**Description of the task:**
Look through the data and write out every line with the word "panel" in it.

**Input:**

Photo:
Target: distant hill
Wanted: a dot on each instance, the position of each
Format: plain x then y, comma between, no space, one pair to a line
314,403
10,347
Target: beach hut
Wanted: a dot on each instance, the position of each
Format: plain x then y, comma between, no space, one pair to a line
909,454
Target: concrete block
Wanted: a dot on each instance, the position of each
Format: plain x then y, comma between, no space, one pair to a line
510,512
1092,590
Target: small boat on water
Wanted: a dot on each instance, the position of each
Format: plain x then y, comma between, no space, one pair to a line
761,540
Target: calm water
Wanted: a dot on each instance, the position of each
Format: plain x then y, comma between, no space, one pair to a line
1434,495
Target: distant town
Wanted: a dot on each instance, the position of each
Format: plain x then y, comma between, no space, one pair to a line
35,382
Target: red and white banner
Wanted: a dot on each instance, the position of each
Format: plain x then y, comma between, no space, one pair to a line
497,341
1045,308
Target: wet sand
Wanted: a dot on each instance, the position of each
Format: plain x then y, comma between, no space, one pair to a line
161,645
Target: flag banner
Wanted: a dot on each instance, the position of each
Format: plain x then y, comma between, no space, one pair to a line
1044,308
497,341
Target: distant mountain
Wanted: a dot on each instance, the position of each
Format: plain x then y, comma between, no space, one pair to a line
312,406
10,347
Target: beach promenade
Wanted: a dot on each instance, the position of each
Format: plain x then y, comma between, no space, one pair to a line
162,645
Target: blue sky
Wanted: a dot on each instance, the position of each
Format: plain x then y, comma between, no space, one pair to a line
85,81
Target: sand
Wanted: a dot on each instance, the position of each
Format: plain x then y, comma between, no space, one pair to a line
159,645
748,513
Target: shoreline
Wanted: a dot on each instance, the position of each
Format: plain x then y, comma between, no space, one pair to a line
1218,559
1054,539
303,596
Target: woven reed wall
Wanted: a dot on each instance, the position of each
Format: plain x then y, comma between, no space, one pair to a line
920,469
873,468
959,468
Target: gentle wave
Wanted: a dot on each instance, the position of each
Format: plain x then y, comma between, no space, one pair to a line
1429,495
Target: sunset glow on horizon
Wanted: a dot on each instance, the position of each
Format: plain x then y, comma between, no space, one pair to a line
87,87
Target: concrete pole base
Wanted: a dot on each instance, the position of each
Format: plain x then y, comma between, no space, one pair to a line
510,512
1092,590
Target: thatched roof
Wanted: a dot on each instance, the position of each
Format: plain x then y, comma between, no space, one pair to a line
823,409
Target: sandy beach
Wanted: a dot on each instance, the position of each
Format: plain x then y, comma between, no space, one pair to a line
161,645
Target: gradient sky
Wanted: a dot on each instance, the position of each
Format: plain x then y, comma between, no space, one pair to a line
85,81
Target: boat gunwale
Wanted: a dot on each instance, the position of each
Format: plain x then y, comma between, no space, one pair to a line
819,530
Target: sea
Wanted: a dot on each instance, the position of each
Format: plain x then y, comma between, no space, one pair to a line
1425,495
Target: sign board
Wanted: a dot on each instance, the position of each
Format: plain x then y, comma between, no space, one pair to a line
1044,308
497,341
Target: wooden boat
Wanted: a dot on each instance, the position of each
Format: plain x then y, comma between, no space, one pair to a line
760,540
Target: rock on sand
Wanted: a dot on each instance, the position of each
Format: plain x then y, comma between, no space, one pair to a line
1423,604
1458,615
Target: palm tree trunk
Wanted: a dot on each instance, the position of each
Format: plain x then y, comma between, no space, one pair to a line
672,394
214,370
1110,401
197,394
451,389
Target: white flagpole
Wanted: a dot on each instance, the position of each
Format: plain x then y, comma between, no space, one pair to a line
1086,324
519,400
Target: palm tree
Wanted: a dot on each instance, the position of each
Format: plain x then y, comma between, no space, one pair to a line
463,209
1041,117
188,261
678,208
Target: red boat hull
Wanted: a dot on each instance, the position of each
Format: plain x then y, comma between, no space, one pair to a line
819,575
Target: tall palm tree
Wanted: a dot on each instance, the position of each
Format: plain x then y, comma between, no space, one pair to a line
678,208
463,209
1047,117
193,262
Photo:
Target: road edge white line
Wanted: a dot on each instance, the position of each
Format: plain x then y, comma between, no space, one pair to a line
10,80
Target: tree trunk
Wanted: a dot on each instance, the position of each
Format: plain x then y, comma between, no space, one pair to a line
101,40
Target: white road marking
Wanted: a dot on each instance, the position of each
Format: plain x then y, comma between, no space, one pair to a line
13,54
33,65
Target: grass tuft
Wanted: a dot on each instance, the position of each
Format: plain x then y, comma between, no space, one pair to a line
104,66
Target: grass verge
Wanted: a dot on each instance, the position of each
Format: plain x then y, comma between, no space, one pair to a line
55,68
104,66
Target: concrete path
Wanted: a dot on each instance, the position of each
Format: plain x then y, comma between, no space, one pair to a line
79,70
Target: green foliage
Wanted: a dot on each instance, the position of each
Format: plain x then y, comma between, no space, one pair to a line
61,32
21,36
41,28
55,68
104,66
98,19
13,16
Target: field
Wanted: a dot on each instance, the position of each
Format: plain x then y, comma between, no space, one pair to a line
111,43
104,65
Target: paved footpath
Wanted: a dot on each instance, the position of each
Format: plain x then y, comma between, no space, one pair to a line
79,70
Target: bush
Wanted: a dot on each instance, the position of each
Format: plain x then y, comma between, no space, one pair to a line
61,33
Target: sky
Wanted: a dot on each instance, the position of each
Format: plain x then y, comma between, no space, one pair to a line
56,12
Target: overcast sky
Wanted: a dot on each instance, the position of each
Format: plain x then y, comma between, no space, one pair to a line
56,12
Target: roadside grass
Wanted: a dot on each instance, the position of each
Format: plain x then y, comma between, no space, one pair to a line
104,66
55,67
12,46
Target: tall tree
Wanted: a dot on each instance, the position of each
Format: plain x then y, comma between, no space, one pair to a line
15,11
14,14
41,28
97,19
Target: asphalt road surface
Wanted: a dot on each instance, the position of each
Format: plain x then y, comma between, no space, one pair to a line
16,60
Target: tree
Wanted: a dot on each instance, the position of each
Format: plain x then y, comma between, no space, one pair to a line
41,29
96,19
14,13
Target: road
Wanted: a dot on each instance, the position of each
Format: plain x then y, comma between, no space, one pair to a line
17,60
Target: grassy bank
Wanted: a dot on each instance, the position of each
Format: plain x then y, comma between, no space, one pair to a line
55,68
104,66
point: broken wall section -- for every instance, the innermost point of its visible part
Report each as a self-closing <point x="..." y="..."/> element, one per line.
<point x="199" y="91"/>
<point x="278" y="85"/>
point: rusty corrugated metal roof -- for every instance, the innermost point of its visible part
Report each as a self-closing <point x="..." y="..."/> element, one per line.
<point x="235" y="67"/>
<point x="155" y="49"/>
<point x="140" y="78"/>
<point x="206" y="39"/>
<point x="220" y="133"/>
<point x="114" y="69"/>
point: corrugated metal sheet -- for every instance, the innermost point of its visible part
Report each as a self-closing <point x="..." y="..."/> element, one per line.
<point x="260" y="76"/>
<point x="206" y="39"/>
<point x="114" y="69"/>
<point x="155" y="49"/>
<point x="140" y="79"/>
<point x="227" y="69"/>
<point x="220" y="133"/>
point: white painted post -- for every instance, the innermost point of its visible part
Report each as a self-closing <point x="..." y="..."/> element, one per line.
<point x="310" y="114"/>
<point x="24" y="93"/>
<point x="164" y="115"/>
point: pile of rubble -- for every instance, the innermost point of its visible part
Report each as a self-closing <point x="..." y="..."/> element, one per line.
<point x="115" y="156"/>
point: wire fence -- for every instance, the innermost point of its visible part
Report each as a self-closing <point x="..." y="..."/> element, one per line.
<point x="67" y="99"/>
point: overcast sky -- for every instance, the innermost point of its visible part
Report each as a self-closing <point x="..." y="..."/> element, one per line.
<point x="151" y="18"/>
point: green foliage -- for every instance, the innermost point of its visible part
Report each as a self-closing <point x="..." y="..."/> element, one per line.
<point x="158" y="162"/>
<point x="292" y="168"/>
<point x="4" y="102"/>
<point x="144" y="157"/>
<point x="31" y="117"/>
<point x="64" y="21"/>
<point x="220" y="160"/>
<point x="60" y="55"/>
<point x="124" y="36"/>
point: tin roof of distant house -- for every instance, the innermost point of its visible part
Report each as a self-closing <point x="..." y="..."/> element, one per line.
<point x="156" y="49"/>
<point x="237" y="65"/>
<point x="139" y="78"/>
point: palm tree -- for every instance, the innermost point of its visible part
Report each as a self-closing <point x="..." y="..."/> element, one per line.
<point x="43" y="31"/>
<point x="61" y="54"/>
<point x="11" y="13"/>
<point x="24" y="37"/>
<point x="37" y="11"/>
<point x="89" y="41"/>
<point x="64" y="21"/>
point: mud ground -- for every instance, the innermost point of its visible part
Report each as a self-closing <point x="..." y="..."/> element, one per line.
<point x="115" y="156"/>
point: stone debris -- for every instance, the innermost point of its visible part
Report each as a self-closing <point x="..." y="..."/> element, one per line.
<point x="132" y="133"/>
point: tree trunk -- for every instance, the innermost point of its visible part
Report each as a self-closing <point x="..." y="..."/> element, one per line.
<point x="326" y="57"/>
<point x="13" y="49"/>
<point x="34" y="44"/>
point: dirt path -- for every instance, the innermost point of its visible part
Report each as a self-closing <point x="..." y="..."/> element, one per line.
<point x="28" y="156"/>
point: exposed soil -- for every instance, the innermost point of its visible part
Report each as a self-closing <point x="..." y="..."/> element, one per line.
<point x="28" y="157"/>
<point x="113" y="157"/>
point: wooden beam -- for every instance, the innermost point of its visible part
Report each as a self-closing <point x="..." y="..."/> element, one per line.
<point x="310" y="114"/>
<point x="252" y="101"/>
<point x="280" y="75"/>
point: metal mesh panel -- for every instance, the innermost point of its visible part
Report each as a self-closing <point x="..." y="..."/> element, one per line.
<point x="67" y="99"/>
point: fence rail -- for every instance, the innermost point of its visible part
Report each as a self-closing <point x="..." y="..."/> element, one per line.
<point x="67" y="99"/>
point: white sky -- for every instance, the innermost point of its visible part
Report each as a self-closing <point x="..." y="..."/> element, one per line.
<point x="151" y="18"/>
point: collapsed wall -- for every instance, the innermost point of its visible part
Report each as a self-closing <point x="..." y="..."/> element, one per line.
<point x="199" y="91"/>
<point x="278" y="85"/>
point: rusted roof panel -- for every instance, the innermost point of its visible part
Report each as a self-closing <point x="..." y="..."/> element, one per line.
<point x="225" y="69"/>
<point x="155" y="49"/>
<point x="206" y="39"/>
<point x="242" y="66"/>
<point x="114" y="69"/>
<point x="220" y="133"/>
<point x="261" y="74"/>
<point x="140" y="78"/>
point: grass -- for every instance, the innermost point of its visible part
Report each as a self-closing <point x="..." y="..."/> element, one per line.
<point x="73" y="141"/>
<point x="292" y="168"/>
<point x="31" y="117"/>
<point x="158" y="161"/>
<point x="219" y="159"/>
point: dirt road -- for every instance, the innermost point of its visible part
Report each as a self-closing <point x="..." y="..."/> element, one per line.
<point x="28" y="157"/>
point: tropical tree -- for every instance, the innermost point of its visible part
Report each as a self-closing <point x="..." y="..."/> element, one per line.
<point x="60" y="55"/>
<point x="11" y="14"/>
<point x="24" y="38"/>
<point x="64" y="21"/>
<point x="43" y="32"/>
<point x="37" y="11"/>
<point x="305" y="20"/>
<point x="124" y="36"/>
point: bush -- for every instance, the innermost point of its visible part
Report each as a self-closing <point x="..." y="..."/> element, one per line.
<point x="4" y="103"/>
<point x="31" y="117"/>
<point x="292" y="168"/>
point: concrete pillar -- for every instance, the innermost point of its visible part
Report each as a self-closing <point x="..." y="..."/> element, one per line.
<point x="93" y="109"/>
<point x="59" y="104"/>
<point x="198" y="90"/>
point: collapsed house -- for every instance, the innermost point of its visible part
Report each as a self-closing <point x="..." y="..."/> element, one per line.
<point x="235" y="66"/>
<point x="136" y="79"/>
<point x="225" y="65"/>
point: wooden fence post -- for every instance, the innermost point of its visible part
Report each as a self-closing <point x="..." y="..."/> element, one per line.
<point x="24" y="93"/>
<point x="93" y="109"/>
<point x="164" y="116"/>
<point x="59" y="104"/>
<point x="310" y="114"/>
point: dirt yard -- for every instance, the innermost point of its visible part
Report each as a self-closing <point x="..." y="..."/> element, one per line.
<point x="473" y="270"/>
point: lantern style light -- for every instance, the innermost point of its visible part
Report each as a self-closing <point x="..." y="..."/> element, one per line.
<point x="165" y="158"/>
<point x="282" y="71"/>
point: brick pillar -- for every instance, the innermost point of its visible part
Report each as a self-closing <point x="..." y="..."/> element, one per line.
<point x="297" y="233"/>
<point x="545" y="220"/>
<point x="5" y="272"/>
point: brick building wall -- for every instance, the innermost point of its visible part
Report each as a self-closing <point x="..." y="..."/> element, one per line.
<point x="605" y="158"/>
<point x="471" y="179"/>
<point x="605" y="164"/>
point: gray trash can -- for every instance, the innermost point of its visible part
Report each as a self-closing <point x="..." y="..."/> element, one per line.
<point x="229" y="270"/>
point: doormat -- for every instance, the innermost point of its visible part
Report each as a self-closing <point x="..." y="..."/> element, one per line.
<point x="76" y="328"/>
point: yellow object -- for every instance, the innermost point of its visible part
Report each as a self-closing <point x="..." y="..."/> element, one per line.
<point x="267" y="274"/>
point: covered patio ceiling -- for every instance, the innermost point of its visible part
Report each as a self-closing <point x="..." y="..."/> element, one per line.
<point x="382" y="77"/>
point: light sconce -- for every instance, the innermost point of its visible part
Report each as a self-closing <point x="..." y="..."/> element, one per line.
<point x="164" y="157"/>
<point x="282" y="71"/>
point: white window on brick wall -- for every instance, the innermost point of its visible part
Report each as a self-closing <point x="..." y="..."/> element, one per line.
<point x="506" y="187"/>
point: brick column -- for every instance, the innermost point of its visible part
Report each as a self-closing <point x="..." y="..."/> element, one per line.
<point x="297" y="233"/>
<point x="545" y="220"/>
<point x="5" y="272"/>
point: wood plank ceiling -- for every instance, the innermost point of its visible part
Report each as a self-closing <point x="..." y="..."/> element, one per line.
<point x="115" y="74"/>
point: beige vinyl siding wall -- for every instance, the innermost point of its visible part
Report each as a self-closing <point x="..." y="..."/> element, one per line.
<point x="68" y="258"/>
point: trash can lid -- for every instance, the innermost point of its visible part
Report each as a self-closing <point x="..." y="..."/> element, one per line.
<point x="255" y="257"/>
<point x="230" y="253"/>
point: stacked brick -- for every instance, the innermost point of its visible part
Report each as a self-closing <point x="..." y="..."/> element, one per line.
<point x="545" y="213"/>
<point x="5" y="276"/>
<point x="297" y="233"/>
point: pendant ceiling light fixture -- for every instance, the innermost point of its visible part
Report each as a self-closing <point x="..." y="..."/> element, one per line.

**Exercise solution:**
point: metal mesh panel -- for every instance, the innermost point of its visible part
point: rusted roof panel -- for every instance, the innermost point of its visible part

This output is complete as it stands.